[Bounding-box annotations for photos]
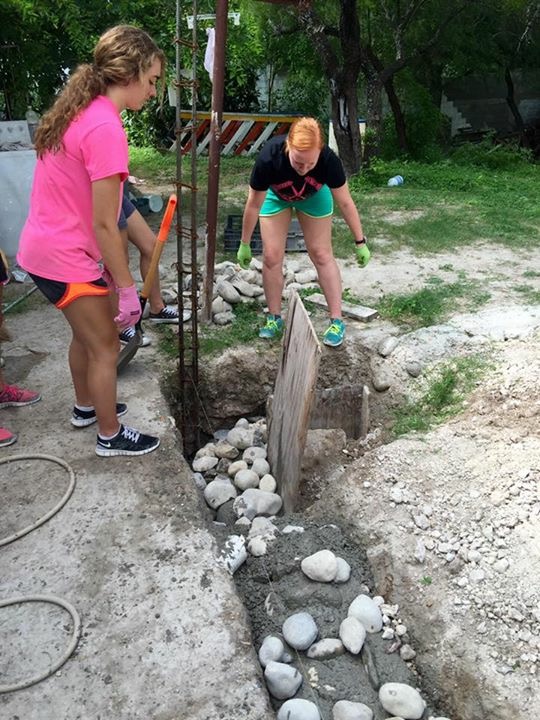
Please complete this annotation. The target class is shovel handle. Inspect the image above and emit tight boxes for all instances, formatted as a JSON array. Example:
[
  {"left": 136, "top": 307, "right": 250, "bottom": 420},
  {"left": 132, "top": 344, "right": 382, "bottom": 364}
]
[{"left": 141, "top": 194, "right": 178, "bottom": 308}]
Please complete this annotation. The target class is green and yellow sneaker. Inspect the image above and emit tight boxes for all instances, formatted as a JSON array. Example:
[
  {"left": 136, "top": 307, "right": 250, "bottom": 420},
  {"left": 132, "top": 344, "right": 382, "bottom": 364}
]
[
  {"left": 323, "top": 318, "right": 345, "bottom": 347},
  {"left": 259, "top": 315, "right": 283, "bottom": 340}
]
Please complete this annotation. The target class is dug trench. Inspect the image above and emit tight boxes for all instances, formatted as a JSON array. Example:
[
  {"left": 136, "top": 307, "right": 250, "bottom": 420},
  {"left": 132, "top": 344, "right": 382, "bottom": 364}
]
[{"left": 163, "top": 314, "right": 540, "bottom": 720}]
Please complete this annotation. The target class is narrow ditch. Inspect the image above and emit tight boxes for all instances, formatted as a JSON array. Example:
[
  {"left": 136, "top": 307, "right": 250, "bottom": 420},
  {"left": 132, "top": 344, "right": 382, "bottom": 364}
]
[{"left": 167, "top": 347, "right": 454, "bottom": 720}]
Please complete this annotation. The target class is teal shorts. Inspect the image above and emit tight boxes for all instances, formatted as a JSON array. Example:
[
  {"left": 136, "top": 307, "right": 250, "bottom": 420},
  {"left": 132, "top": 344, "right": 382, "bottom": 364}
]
[{"left": 259, "top": 185, "right": 334, "bottom": 217}]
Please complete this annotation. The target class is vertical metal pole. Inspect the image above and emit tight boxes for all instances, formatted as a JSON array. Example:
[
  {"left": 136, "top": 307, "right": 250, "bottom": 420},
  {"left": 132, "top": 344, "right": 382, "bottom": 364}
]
[{"left": 202, "top": 0, "right": 229, "bottom": 322}]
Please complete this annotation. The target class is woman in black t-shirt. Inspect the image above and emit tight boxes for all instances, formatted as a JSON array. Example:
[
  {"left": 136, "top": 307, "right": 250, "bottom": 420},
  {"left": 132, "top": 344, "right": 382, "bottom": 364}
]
[{"left": 237, "top": 118, "right": 370, "bottom": 347}]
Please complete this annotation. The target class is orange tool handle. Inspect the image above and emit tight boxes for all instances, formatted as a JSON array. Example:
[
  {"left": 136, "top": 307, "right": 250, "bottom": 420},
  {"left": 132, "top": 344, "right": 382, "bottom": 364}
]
[{"left": 141, "top": 195, "right": 178, "bottom": 300}]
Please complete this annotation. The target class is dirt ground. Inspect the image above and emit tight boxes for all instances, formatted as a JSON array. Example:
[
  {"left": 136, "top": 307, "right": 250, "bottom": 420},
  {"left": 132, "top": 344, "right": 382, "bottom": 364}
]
[{"left": 3, "top": 186, "right": 540, "bottom": 720}]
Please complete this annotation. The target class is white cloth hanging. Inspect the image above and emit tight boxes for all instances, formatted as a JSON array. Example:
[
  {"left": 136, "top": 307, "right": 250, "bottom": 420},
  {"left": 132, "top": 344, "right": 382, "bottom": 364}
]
[{"left": 204, "top": 28, "right": 216, "bottom": 82}]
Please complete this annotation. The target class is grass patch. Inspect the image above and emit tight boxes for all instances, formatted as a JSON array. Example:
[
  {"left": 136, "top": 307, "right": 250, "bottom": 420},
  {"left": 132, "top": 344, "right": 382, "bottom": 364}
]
[
  {"left": 199, "top": 303, "right": 261, "bottom": 355},
  {"left": 513, "top": 285, "right": 540, "bottom": 305},
  {"left": 349, "top": 152, "right": 540, "bottom": 252},
  {"left": 377, "top": 278, "right": 489, "bottom": 328},
  {"left": 392, "top": 355, "right": 489, "bottom": 437}
]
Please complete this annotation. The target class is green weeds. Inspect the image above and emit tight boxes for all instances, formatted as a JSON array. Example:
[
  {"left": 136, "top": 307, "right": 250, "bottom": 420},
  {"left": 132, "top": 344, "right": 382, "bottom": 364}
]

WHAT THE TASK ASKS >>
Report each line of the items above that contains the string "ditch", reproducing every such line in full.

OUTPUT >>
Please complete this annotation. The target class is narrow ditch. Inspect the image above and emit tight boxes for all instances, formatted as a JSON array. Example:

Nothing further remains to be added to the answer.